Yakup 1:19-27 ayetlerini iki cümlede özetleyin.

> [Belge bölümü]
_ _ _

VAAZLAR

 

YAKUP VAAZLARI

 

IV./ 1:19-27

19Sevgili kardeşlerim, şunu aklınızda tutun: herkes dinlemekte çabuk, konuşmakta yavaş, öfkelenmekte de yavaş olsun. 20Çünkü insanın öfkesi, Tanrı'nın istediği doğruluğu sağlamaz. 21Bunun için her türlü pisliği ve her tarafa yayılmış olan kötülüğü üstünüzden sıyırıp atarak, içinize ekilmiş ve canlarınızı kurtaracak güçte olan sözü alçakgönüllülükle kabul edin.

22Tanrı sözünü yalnız duymakla kalarak kendinizi aldatmayın, bu sözün uygulayıcıları da olun. 23Bir kimse sözün dinleyicisi olup da uygulayıcısı olmazsa, aynada kendi doğal yüzüne bakan adama benzer. 24Adam kendini görür, sonra gider ve nasıl bir kişi olduğunu hemen unutur. 25Oysa mükemmel yasaya, özgürlük yasasına yakından bakan ve ona bağlı kalan, unutkan dinleyici değil de etkin uygulayıcı olan adam, yaptıklarıyla mutlu olacaktır. 26Kendini dindar sanıp da dilini dizginlemeyen kişi kendini aldatır. Böylesinin dindarlığı boştur. 27Baba Tanrı'nın gözünde temiz ve kusursuz olan dindarlık kişinin, öksüzlerle dulları sıkıntılı durumlarında ziyaret etmesi ve kendini dünyanın lekelemesinden korumasıdır.

_ _ _

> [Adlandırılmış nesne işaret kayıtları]
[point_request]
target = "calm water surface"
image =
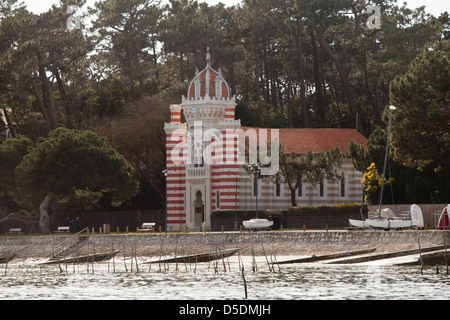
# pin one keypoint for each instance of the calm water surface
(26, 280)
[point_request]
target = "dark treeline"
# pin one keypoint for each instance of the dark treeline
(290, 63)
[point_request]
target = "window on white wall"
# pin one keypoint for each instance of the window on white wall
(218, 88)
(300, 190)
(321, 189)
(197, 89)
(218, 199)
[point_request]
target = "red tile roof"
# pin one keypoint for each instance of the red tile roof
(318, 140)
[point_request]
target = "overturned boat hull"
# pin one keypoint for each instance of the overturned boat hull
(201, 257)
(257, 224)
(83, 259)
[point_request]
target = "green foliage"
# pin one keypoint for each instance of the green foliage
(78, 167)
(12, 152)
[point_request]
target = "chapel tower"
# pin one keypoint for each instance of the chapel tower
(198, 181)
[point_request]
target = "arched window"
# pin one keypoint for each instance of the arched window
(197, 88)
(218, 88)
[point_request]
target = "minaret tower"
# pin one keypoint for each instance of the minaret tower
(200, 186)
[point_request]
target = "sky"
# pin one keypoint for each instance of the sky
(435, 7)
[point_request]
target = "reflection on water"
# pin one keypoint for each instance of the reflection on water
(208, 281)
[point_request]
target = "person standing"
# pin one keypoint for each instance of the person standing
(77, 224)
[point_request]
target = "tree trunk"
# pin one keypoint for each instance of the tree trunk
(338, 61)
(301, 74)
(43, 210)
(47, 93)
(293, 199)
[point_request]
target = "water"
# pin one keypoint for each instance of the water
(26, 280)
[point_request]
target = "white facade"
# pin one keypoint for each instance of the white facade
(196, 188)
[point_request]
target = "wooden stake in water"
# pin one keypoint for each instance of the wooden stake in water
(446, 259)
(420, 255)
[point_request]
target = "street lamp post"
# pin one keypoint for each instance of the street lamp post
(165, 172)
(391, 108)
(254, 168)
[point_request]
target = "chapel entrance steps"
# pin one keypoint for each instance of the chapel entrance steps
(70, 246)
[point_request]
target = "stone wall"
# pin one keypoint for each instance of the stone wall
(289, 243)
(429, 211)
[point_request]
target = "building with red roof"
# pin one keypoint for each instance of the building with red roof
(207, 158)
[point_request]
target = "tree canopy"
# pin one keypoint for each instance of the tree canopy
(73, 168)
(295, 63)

_ _ _

> [Sorunun cevabı] Herkes dinlemekte çabuk, konuşmakta ve öfkelenmekte yavaş olmalı, kötülüğü üstünden atıp canları kurtaracak sözü alçakgönüllülükle kabul etmelidir, çünkü insanın öfkesi Tanrı'nın istediği doğruluğu sağlamaz. Sözü yalnızca dinleyip uygulamayan kişi, aynada yüzüne bakıp nasıl biri olduğunu hemen unutan adama benzer; oysa etkin uygulayıcı yaptıklarıyla mutlu olur ve Tanrı'nın gözünde temiz dindarlık, öksüzlerle dulları sıkıntılarında ziyaret etmek ve kendini dünyanın lekelemesinden korumaktır.